** START RECORDS **

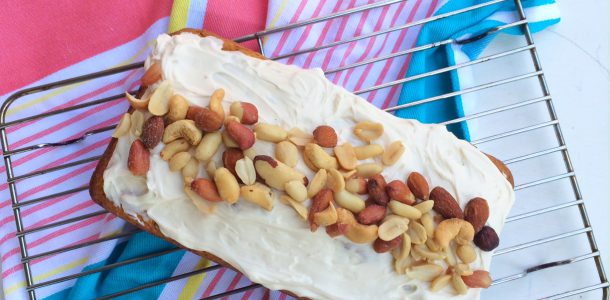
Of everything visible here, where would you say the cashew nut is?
[434,218,474,248]
[163,120,202,145]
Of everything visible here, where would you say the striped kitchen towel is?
[0,0,556,299]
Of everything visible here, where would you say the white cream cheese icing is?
[104,33,514,299]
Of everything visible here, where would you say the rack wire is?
[0,0,609,299]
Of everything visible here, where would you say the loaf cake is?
[90,30,514,299]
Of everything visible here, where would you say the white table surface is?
[0,0,610,300]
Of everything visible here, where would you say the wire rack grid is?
[0,0,609,299]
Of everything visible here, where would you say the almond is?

** END RECORDS **

JOB: Arrange every line of the items above as a numbered list, skipping blank lines. Leave the pictures out of your answer.

FINAL RESULT:
1. Of everything visible here, where would you say the cashew nut is?
2. [434,218,474,248]
3. [163,120,202,145]
4. Of everything visible here, where would you say the striped kitchen towel is?
5. [0,0,556,299]
6. Of everything visible here, where would you say the white cream cheese icing is?
7. [104,33,514,299]
8. Of everything visible here, where would you say the rack wire is?
9. [0,0,609,299]
10. Of everything visible here, where would you say the loaf cake is?
11. [90,30,514,299]
12. Of everything visible here, where would you say the white table surface is?
13. [0,0,610,300]
14. Of everything visible here, where would you say the wire rack grid is?
15. [0,0,609,299]
16. Of everything visible here, where would you say the almond is?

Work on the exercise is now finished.